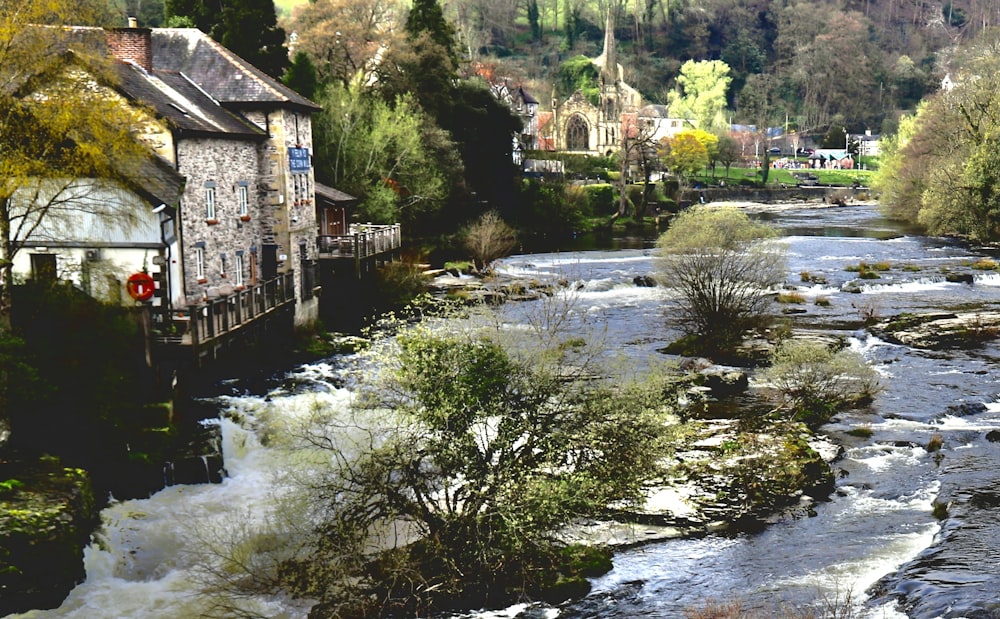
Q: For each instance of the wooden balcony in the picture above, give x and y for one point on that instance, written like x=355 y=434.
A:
x=363 y=241
x=199 y=330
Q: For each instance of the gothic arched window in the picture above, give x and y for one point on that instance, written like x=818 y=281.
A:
x=577 y=134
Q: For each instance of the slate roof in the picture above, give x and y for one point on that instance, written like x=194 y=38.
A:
x=224 y=75
x=158 y=182
x=182 y=104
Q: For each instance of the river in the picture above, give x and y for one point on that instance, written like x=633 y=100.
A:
x=874 y=544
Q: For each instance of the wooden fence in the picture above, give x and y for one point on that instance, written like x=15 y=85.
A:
x=199 y=324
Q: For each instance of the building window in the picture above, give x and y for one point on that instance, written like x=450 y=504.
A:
x=300 y=188
x=210 y=203
x=243 y=199
x=238 y=269
x=199 y=262
x=43 y=267
x=577 y=134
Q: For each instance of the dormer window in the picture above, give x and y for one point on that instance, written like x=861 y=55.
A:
x=210 y=206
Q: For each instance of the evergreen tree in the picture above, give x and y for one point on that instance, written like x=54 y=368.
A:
x=426 y=16
x=247 y=27
x=301 y=75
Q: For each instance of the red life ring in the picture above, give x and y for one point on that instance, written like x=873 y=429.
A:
x=140 y=286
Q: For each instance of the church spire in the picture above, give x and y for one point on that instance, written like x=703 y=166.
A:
x=608 y=60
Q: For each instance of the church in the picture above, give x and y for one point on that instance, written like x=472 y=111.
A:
x=576 y=125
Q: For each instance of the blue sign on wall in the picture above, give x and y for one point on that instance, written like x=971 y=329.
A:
x=298 y=159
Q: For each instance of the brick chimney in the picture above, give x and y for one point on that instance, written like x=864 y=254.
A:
x=131 y=44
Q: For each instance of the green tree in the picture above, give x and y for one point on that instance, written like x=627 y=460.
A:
x=728 y=152
x=301 y=75
x=387 y=155
x=684 y=154
x=760 y=106
x=489 y=239
x=426 y=17
x=578 y=73
x=149 y=13
x=533 y=23
x=941 y=169
x=723 y=267
x=345 y=37
x=702 y=88
x=483 y=456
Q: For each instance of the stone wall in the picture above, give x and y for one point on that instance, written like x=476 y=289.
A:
x=225 y=166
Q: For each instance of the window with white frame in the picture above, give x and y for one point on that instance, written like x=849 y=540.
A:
x=238 y=269
x=199 y=262
x=210 y=201
x=243 y=199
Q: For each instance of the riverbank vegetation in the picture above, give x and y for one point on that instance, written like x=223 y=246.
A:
x=486 y=447
x=942 y=168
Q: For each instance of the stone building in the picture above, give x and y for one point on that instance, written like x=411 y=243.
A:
x=242 y=143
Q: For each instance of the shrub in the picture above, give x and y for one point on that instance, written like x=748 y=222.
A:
x=790 y=297
x=816 y=381
x=601 y=199
x=489 y=239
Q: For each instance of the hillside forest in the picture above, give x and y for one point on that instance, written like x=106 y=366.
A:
x=406 y=128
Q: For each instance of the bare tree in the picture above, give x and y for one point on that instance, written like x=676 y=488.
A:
x=489 y=239
x=723 y=267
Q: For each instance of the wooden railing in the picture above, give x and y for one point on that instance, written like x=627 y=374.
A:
x=363 y=241
x=199 y=324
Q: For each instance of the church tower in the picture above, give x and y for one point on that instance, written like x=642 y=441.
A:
x=610 y=79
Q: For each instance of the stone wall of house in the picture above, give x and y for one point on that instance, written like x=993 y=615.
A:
x=228 y=238
x=291 y=196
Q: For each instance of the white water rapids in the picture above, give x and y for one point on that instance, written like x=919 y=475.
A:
x=147 y=559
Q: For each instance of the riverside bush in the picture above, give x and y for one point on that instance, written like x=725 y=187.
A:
x=723 y=266
x=482 y=450
x=815 y=381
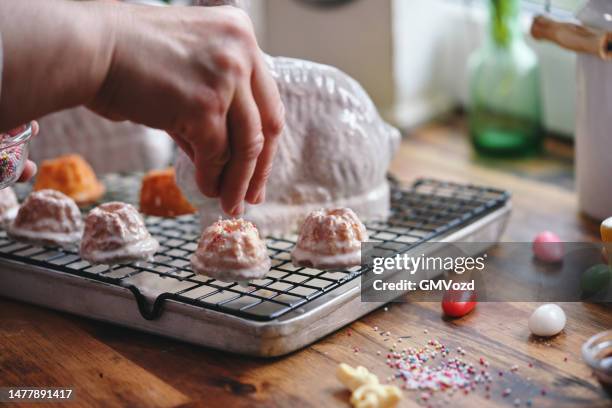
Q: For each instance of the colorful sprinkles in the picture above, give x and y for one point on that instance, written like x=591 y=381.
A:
x=439 y=368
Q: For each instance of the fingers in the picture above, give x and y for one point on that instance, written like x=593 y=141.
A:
x=210 y=154
x=183 y=145
x=29 y=170
x=272 y=115
x=246 y=144
x=35 y=128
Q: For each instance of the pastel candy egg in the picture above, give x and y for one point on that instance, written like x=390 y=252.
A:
x=594 y=279
x=606 y=230
x=548 y=247
x=547 y=320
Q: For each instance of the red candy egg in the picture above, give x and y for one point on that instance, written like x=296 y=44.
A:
x=548 y=247
x=457 y=303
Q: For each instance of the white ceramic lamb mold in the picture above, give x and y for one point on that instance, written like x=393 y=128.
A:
x=334 y=152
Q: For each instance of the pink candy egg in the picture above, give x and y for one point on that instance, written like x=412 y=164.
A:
x=548 y=247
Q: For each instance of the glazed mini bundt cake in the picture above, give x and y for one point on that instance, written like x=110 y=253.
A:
x=71 y=175
x=116 y=233
x=330 y=238
x=230 y=251
x=47 y=217
x=160 y=196
x=8 y=205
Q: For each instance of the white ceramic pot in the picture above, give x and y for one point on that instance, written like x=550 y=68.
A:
x=594 y=120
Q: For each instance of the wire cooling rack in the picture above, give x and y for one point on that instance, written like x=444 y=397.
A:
x=420 y=213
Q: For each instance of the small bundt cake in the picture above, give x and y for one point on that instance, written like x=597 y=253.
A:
x=71 y=175
x=8 y=205
x=47 y=217
x=116 y=233
x=231 y=251
x=160 y=196
x=330 y=238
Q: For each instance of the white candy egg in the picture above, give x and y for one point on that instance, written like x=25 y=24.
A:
x=547 y=320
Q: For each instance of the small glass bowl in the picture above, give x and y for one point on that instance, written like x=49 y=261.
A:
x=597 y=353
x=14 y=148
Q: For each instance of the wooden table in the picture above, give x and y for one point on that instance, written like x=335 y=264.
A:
x=112 y=366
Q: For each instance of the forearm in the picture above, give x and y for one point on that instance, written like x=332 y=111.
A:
x=56 y=56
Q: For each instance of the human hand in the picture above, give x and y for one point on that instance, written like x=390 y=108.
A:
x=29 y=168
x=198 y=74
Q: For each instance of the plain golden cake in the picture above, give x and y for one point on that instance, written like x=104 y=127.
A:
x=330 y=238
x=160 y=196
x=116 y=233
x=71 y=175
x=47 y=217
x=231 y=251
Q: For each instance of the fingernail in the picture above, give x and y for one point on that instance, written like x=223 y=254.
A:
x=261 y=197
x=237 y=211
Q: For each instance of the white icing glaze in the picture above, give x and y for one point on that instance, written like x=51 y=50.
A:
x=330 y=238
x=8 y=205
x=334 y=151
x=47 y=217
x=231 y=250
x=140 y=250
x=40 y=237
x=116 y=233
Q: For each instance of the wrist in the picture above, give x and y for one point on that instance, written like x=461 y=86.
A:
x=98 y=28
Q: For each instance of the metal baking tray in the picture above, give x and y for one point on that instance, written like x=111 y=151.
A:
x=288 y=309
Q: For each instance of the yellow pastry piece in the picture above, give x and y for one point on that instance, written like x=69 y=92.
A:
x=376 y=396
x=71 y=175
x=353 y=378
x=367 y=392
x=606 y=230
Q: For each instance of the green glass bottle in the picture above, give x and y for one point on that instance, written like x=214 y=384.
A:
x=504 y=106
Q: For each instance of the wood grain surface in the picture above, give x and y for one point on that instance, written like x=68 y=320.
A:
x=113 y=366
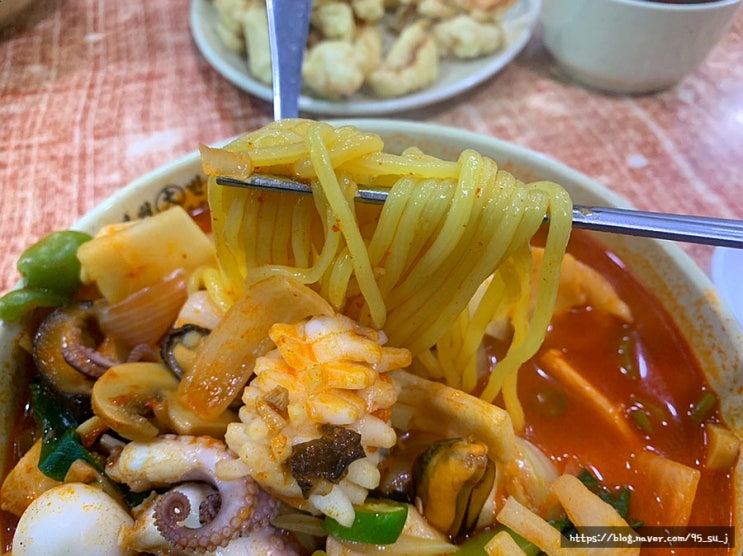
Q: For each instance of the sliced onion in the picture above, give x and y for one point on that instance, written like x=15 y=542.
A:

**Written exercise**
Rewrite all the records above with every "instance" changed to "occurrence", keeping everything else the same. Omit the pictures.

**Answer to this exercise**
Q: For each occurrence of the wooden balcony in the picture above, give x and y for one point on that occurrence, written like x=355 y=434.
A:
x=363 y=241
x=199 y=330
Q: For each occurrence of the gothic arched window in the picture above, give x and y for one point on that occurrence, written like x=818 y=281.
A:
x=577 y=134
Q: For each occurrence of the slate roof in the picture above, give x and y for one point on that occurrence, written like x=194 y=38.
A:
x=224 y=75
x=158 y=182
x=182 y=104
Q: For each occurrence of the river in the picture above, give x and y for one point on that occurrence, written like x=633 y=100.
A:
x=874 y=544
Q: For each occurrence of the wooden fence in the picture above, give x and y for one point on that occurrence, written like x=15 y=85.
A:
x=199 y=324
Q: For each occurrence of the building window in the picture above, give x and y for one point on that occurrence, written like x=450 y=504.
A:
x=300 y=188
x=210 y=203
x=243 y=199
x=238 y=269
x=199 y=262
x=43 y=267
x=577 y=134
Q: For each occurrence of the dormer window in the picture above, give x and y for one point on that occurrence, written like x=861 y=55.
A:
x=210 y=206
Q: For each occurrence of the evergreen tree in the picture above, give x and y for one point on that occurrence, written like x=54 y=368.
A:
x=426 y=16
x=247 y=27
x=301 y=75
Q: For each occurrence of the red life ring in the picture above, give x and y for one point on that occurrence, written like x=873 y=429.
A:
x=140 y=286
Q: For each occurrence of the church spire in the picture above, give x and y for one point on that occurrence, written like x=703 y=166.
A:
x=608 y=60
Q: For each occurrence of the church in the picture above, give x and y for one point on that occurrence, written like x=472 y=111.
A:
x=576 y=125
Q: For each occurrence of the blue sign on wall in the picture above, give x and y for one point on that occurrence, written like x=971 y=329.
A:
x=298 y=159
Q: For each occurrence of the brick chimney in the picture above, give x and y for one point on that occurrence, written like x=864 y=254.
A:
x=131 y=44
Q: For each occurrence of the green tree in the picture above, give x and y for one point on that occurrence, written like x=627 y=460.
A:
x=728 y=152
x=301 y=75
x=387 y=155
x=684 y=154
x=760 y=106
x=489 y=239
x=426 y=17
x=578 y=73
x=149 y=13
x=533 y=23
x=941 y=169
x=723 y=267
x=345 y=37
x=702 y=88
x=483 y=456
Q: For each occurrence of the stone wall in the picture above, give x and y for one point on that occurrence, written like x=476 y=289.
A:
x=225 y=166
Q: For each occurrence of the window with white frame in the picture above, give x and y for one point on that occurrence, written like x=849 y=540.
A:
x=238 y=269
x=199 y=262
x=210 y=201
x=243 y=199
Q: For each occurrence of the riverbank vegetation in the picture above, give x and y for one point on that occurrence, written like x=223 y=246.
A:
x=486 y=447
x=942 y=168
Q: For each occurrence of the stone building in the picture above, give x and y for one point on that occurrence, written like x=411 y=243.
A:
x=242 y=143
Q: For each occurrence of the shrub in the picture above, give x and y for one point on that occurrence, written like x=748 y=222.
A:
x=790 y=297
x=816 y=381
x=601 y=199
x=489 y=239
Q: For each occurrence of the hillside forest in the picture above, give x and y for one point on that occurrence, written like x=106 y=366.
A:
x=406 y=128
Q: For each occurrence of the bare tree in the picture above, give x and y for one point on that occurrence, written like x=676 y=488.
A:
x=489 y=239
x=723 y=267
Q: For each occurrence of the wooden railing in the picture above, give x and y for one point on that occurrence, written like x=627 y=374.
A:
x=363 y=241
x=199 y=324
Q: For each occurrence of the church tower in the picture above, give x and y for one point on that occurrence, written like x=642 y=441.
A:
x=610 y=79
Q: For each occurrence of the stone wall of house in the picture above, give x and y for one point on that occurrence, written like x=993 y=615.
A:
x=228 y=238
x=291 y=196
Q: For each occurrence of the white water rapids in the picture above, give x and y for one point on that occurrence, written like x=919 y=475.
A:
x=147 y=559
Q: For each occurrence of the riverside bush in the picture above, give x and y for one point on that occurrence, written like x=725 y=187.
A:
x=723 y=266
x=482 y=450
x=815 y=381
Q: For each occurrence of the colorful sprinkles in the picture above, give x and y for one point on that occurrence, written like x=591 y=381.
A:
x=439 y=368
Q: For each occurrence of the fingers in the picture above, give x and y for one point on that occurrence, written like x=593 y=141.
A:
x=210 y=154
x=183 y=145
x=29 y=170
x=272 y=115
x=246 y=144
x=35 y=128
Q: For each occurrence of the pastel candy egg in the picture above, give x and y for one point on that occurrence, written like x=390 y=252.
A:
x=594 y=279
x=606 y=230
x=548 y=247
x=547 y=320
Q: For each occurrence of the red candy egg in the picture above, give x and y for one point on that occurrence, written like x=296 y=44.
A:
x=548 y=247
x=457 y=303
Q: For each occurrence of the white ceramic lamb mold in the picture above, give x and y for one point on that occurrence, written like x=393 y=128.
A:
x=334 y=152
Q: For each occurrence of the pink candy egg in the picture above, give x and y for one point on that occurrence, written like x=412 y=164.
A:
x=548 y=247
Q: For each occurrence of the glazed mini bundt cake in the picture above, give x and y for one point on that occurrence, written like x=110 y=253.
A:
x=71 y=175
x=116 y=233
x=330 y=238
x=230 y=251
x=47 y=217
x=160 y=196
x=8 y=205
Q: For each occurrence of the white ceramic pot in the picture above, give x and y for one point on that occurrence, written like x=550 y=68.
A:
x=594 y=120
Q: For each occurrence of the wire cooling rack in the picture above, give x and y for one point on that occurrence, written like x=444 y=397.
A:
x=420 y=213
Q: For each occurrence of the small bundt cake in the picture above, give x and y for one point on that occurrence, written like x=597 y=253.
A:
x=71 y=175
x=8 y=205
x=47 y=217
x=116 y=233
x=231 y=251
x=160 y=196
x=330 y=238
Q: For each occurrence of the white candy egg in the picture above, give x and y for one point on that occurrence, written like x=25 y=24.
A:
x=547 y=320
Q: For each occurrence of the small glass bowl in the picture above, give x and y for one point on that occurrence, written like x=49 y=261.
A:
x=597 y=353
x=14 y=148
Q: For each occurrence of the wooden table in the picture above, give x and y for one point on that occurrence, written like x=335 y=264.
A:
x=112 y=366
Q: For each occurrence of the forearm in the picture above, give x and y for one point on that occurrence, written like x=332 y=111.
A:
x=56 y=56
Q: For each occurrence of the human hand in the picture above, give x and y for one point on that occurrence, written like x=390 y=108.
A:
x=29 y=168
x=198 y=74
Q: For each occurrence of the plain golden cake in the picture above, give x and y for one point on that occurrence, written like x=104 y=127.
A:
x=330 y=238
x=160 y=196
x=116 y=233
x=71 y=175
x=47 y=217
x=231 y=251
Q: For each occurrence of the fingernail in the picture above, give x and y for one point on that occurrence, written like x=223 y=254.
A:
x=261 y=197
x=237 y=211
Q: For each occurrence of the white icing glaze in the picture above, give x and y for one point on that occurrence, written like x=51 y=50.
A:
x=330 y=238
x=8 y=205
x=334 y=151
x=47 y=217
x=231 y=250
x=140 y=250
x=40 y=237
x=116 y=233
Q: For each occurrence of the wrist in the picture above, give x and y for one point on that occurrence, written like x=461 y=86.
A:
x=98 y=28
Q: For each occurrence of the metal baking tray in the picture above, give x and y for one point on that occurrence, written like x=111 y=151.
A:
x=288 y=309
Q: For each occurrence of the yellow pastry piece in the picture above, give x and y for one point on that occurrence, written like x=69 y=92.
A:
x=376 y=396
x=71 y=175
x=353 y=378
x=367 y=392
x=606 y=230
Q: For each occurrence of the green glass bottle in the picture above, give x and y for one point on that occurrence, written like x=214 y=384.
A:
x=504 y=106
Q: For each occurrence of the wood grain surface in the picture above, give x and y for one point on that occurrence, written like x=68 y=320.
A:
x=113 y=366
Q: For each occurrence of the sliced onion in the picture above, give x and y for one point on that occurrence, written like x=15 y=542.
A:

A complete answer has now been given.